- _Problem statement_
In how many lines of the data below does the word "noun" appear, with case counting? Reply with the number alone.

■ ■ ■

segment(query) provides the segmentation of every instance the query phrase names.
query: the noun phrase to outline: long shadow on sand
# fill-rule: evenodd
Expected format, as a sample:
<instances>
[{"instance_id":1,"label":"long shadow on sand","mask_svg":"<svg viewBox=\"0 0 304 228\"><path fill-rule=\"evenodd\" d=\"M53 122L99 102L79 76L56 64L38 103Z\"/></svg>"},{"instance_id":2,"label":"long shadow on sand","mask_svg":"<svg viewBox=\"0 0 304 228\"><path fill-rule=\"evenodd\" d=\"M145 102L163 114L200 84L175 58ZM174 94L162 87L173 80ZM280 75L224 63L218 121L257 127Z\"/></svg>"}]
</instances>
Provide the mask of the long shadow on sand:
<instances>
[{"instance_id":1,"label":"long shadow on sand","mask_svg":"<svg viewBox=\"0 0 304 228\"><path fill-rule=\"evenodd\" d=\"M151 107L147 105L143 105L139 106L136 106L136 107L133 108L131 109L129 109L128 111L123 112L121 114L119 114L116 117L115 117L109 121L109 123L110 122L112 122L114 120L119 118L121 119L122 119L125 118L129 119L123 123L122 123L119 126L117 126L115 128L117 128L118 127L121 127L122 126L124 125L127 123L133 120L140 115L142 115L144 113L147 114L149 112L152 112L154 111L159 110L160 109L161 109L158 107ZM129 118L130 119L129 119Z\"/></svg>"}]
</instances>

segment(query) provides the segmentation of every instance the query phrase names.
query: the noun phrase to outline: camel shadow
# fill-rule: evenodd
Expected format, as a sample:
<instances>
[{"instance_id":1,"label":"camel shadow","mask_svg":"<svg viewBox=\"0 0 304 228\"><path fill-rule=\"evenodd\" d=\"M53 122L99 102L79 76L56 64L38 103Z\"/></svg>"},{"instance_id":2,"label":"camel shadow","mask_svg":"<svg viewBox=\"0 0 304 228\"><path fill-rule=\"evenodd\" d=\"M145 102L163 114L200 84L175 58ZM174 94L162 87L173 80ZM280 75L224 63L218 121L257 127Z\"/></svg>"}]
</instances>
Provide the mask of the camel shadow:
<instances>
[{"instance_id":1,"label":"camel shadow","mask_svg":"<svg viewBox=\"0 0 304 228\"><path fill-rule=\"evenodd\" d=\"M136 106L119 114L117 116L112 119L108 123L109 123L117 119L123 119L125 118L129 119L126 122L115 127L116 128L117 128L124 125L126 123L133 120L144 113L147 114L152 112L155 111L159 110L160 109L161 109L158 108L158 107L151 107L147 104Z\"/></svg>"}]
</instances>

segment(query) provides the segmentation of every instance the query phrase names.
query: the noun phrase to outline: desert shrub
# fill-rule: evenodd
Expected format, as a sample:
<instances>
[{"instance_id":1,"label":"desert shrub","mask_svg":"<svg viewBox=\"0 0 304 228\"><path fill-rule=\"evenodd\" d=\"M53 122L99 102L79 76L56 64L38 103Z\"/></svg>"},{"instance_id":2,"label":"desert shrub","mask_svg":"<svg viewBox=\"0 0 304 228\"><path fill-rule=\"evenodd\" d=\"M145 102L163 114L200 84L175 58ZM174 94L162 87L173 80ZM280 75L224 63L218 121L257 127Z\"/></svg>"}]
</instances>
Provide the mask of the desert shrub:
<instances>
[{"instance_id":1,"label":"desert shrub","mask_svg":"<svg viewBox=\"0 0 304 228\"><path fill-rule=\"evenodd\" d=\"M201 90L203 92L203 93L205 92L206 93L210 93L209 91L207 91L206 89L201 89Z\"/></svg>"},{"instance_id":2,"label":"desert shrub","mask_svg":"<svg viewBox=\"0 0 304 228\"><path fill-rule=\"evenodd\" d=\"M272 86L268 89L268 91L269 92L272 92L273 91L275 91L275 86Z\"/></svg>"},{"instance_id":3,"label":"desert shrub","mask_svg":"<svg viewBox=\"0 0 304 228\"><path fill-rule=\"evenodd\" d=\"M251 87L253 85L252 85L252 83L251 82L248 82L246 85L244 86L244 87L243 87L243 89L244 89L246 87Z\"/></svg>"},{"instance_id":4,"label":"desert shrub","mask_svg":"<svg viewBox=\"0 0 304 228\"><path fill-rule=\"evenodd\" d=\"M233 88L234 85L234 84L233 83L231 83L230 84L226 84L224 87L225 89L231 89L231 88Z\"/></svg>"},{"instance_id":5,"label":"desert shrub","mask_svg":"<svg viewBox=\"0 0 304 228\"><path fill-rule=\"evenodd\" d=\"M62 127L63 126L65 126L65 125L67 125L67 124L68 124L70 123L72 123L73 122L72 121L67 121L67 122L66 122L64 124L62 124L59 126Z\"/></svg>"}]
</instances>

■ ■ ■

- _Reply_
3